(Dataset rows)

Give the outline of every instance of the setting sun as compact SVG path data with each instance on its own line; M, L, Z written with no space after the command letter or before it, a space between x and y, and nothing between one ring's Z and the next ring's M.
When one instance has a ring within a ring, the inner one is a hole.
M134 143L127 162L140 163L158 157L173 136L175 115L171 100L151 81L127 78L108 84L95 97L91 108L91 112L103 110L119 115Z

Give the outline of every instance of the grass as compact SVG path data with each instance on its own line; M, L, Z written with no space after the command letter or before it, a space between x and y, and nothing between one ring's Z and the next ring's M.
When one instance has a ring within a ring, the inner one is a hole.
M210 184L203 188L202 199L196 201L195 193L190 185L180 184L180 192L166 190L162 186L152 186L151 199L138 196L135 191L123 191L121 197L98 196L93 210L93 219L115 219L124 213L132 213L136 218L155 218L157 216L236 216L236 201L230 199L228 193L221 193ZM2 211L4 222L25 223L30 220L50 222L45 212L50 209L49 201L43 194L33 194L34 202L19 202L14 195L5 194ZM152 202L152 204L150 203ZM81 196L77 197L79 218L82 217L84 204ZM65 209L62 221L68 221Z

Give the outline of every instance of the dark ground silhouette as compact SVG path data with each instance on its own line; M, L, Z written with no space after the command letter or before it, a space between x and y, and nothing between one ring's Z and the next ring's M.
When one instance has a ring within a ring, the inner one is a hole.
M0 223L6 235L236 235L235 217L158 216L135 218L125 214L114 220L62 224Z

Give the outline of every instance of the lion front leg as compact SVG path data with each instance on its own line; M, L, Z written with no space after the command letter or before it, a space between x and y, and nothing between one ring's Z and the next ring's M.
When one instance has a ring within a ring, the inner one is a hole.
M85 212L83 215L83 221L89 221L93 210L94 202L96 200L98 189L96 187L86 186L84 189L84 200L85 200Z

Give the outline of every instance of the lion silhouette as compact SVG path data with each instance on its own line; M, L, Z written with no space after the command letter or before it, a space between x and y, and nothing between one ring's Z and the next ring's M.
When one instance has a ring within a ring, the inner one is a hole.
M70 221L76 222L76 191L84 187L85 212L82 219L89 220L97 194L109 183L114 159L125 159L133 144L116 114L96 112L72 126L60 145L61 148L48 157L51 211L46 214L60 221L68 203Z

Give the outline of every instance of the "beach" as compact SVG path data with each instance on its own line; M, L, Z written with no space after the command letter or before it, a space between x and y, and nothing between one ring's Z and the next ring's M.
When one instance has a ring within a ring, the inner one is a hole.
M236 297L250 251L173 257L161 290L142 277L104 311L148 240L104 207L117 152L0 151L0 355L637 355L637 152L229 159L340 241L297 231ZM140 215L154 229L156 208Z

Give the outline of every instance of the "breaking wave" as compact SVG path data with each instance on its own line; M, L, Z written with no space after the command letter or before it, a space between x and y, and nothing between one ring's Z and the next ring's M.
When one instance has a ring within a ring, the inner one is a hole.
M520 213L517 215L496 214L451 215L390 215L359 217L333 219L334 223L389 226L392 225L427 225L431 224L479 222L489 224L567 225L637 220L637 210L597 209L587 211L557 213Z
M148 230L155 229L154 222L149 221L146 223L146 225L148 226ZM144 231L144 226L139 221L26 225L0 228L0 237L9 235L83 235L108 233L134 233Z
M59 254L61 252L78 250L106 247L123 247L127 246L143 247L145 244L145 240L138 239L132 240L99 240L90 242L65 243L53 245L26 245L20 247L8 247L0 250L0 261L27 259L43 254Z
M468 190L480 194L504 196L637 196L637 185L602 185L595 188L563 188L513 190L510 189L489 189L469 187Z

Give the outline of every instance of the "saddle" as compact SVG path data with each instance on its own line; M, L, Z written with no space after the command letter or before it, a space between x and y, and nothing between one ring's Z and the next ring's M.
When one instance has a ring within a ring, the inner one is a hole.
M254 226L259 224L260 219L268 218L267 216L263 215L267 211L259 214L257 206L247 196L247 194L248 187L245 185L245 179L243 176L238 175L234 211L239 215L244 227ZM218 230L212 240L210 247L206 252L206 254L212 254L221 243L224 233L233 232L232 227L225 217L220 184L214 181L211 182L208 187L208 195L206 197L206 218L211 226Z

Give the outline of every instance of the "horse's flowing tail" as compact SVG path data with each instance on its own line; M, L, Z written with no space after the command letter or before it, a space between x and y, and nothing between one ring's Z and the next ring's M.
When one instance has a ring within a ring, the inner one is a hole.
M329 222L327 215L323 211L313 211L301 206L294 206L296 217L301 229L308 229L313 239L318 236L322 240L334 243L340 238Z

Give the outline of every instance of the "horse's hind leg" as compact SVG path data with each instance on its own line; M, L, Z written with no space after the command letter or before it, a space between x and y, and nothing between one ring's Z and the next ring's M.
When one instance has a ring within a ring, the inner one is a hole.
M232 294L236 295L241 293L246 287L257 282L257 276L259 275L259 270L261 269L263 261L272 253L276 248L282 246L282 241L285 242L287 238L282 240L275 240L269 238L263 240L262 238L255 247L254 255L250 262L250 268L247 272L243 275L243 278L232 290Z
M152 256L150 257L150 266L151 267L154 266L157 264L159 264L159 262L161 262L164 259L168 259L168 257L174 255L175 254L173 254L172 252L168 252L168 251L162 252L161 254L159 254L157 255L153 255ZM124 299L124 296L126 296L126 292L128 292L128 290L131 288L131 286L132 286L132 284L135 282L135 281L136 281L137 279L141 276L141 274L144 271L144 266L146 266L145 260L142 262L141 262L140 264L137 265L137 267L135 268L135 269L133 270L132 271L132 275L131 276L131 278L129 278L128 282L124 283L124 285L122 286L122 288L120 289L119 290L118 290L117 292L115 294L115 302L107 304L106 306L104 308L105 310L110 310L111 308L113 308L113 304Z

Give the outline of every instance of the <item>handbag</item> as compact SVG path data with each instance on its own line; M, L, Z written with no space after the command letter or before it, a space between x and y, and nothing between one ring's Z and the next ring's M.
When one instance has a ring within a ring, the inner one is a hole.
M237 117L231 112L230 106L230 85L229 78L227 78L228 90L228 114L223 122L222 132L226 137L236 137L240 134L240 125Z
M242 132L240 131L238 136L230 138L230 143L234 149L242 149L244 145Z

TO BE DONE -> Convert the lines of all the records above into a JSON list of strings, one string per line. Omit the blank lines.

THE ANSWER ->
[
  "Give the outline of every instance of the setting sun as compact SVG path data with each instance on its own line; M, L, Z written with no space after the command letter or before it, a space between x and y, and nothing between one ring's Z and the next ring's M.",
  "When one instance has a ring within a ring, the inner one is a hole.",
  "M134 143L127 162L140 163L158 157L173 136L175 115L171 100L151 81L127 78L108 84L95 97L91 108L91 112L103 110L119 115Z",
  "Give the outline of every instance of the grass as compact SVG path data with each instance on its own line; M, L, Z written with no space after the command letter or before it, a space between x and y, and nothing between one ring's Z and the next ring's M.",
  "When one instance has a ring within a ring, the inner one is a hole.",
  "M210 184L203 188L202 199L196 201L195 193L190 185L180 184L180 192L166 190L162 186L152 186L151 199L138 196L135 191L123 191L121 197L98 196L93 210L93 219L115 219L124 213L132 213L136 218L155 218L157 216L236 216L236 201L230 199L228 193L221 193ZM2 211L4 222L25 223L30 220L50 222L45 212L50 209L49 201L43 194L33 194L34 202L19 202L14 195L5 194ZM152 202L152 204L150 203ZM81 196L77 197L79 218L82 217L84 204ZM65 209L62 221L68 221Z",
  "Give the outline of every instance of the dark ground silhouette as compact SVG path data with each instance on its own line; M, L, Z written with no space after the command letter or before it, a space between x and y, and nothing between one ring's Z and the next ring's M.",
  "When one instance has a ring within a ring, the inner one is a hole.",
  "M0 223L6 235L236 235L235 217L158 216L135 218L125 214L114 220L62 224Z",
  "Give the outline of every instance of the lion front leg as compact SVG path data with each instance on its own line; M, L, Z written with no space after the command letter or before it, a space between x and y, and nothing between one ring's Z and the next ring's M.",
  "When one instance has a ring within a ring, the inner one is a hole.",
  "M85 212L83 215L83 221L89 221L93 210L94 202L96 200L98 189L96 187L86 186L84 189L84 200L85 200Z",
  "Give the outline of every instance of the lion silhouette as compact SVG path data with each instance on its own line; M, L, Z written with no space after the command letter or before it, a space between x and y, and nothing between one ring's Z and the next ring's M.",
  "When one instance has a ring within a ring, the inner one is a hole.",
  "M70 221L76 222L76 191L84 187L85 212L82 219L89 220L97 194L109 183L114 159L125 159L133 144L116 114L96 112L72 126L60 145L61 148L48 157L51 211L46 214L60 221L68 203Z",
  "Give the outline of every instance of the \"beach\" as compact SVG path data with each instance on its own line; M, L, Z written with no space after the command letter or before it, a space between x and y, and nothing between one ring's Z and the next ring's M.",
  "When one instance has a ring within a ring, the inner one is a hole.",
  "M236 297L250 251L173 257L161 290L142 277L104 311L148 240L104 207L117 152L0 151L0 355L637 355L637 152L229 159L340 241L297 231ZM140 215L154 229L156 208Z",
  "Give the outline of every instance of the \"breaking wave\" as compact SVG path data with each instance on its own line; M, L, Z written with no space after the command letter or before it, a space between x and y, and nothing between one ring's Z and the next ring's M.",
  "When one instance has a ring within a ring, the inner one is a hole.",
  "M520 213L517 215L496 214L451 215L390 215L359 217L333 219L334 223L389 226L392 225L427 225L431 224L479 222L489 224L567 225L637 220L637 210L597 209L587 211L557 213Z",
  "M148 230L155 229L154 222L149 221L146 223L146 225L148 226ZM144 231L144 226L139 221L26 225L0 228L0 237L9 235L83 235L108 233L134 233Z",
  "M59 254L61 252L78 250L106 247L123 247L127 246L143 247L145 244L145 240L138 239L132 240L99 240L90 242L65 243L53 245L26 245L20 247L8 247L0 250L0 261L27 259L43 254Z",
  "M468 190L480 194L504 196L637 196L637 185L602 185L595 188L563 188L513 190L510 189L489 189L469 187Z",
  "Give the outline of every instance of the \"saddle\" as compact SVG path data with each instance on its own line; M, L, Z written with no space after the command letter or before it, a space between x and y, and nothing between one ring's Z and the next ring's M.",
  "When one instance has a ring within a ring, the inner one is a hole.",
  "M254 226L259 224L260 219L268 218L267 216L263 215L267 211L259 214L257 206L247 196L247 194L248 187L245 185L245 179L243 176L238 175L234 211L239 215L244 227ZM218 230L212 240L210 247L206 252L206 254L212 254L221 243L224 233L233 232L232 227L225 217L220 184L214 181L211 182L208 187L208 195L206 197L206 218L211 226Z",
  "Give the outline of every instance of the \"horse's flowing tail\" as compact SVG path data with each instance on its own line; M, L, Z written with no space after the command letter or before it, a space between x and y, and nothing between one ring's Z and the next ring's M.",
  "When one instance has a ring within a ring, the inner one is a hole.",
  "M329 222L327 215L323 211L313 211L301 206L294 206L296 217L301 229L308 229L313 239L318 236L322 240L334 243L340 238Z",
  "Give the outline of every instance of the \"horse's hind leg\" as compact SVG path data with each instance on its own line; M, L, Z written with no space after the command letter or before it, a space between x and y, and nothing between one ring's Z and the next ring's M.",
  "When one instance has a ring within a ring, the inner one is a hole.",
  "M232 294L236 295L241 293L246 287L257 282L257 276L259 275L259 270L261 269L263 261L272 253L276 248L282 246L282 241L285 242L287 238L282 240L275 240L269 238L263 240L262 238L255 247L254 255L250 262L250 268L247 272L243 275L243 278L232 290Z",
  "M152 256L150 257L150 266L151 267L154 266L157 264L159 264L159 262L161 262L164 259L168 259L168 257L174 255L175 254L173 254L172 252L168 252L168 251L162 252L161 254L159 254L157 255L153 255ZM124 299L124 296L126 296L126 292L128 292L128 290L131 288L131 286L132 286L132 284L135 282L135 281L136 281L137 279L141 276L141 274L144 271L144 266L146 266L145 260L142 262L141 262L140 264L137 265L137 267L135 268L135 269L133 270L132 271L132 275L131 276L131 278L129 278L128 282L124 283L124 285L122 286L122 288L120 289L119 290L118 290L117 292L115 294L115 302L107 304L106 306L104 308L105 310L110 310L111 308L113 308L113 304Z",
  "Give the outline of every instance of the <item>handbag</item> as compact SVG path data with each instance on its own line; M, L, Z written with no space after the command letter or before it, a space between x and y, and nothing between one ring's Z and the next ring's M.",
  "When one instance has a ring within a ring, the inner one is a hole.",
  "M237 117L231 112L230 106L230 85L229 78L227 78L228 90L228 114L223 122L222 132L226 137L236 137L240 134L240 125Z",
  "M242 132L240 131L238 136L230 138L230 143L234 149L242 149L244 145Z"
]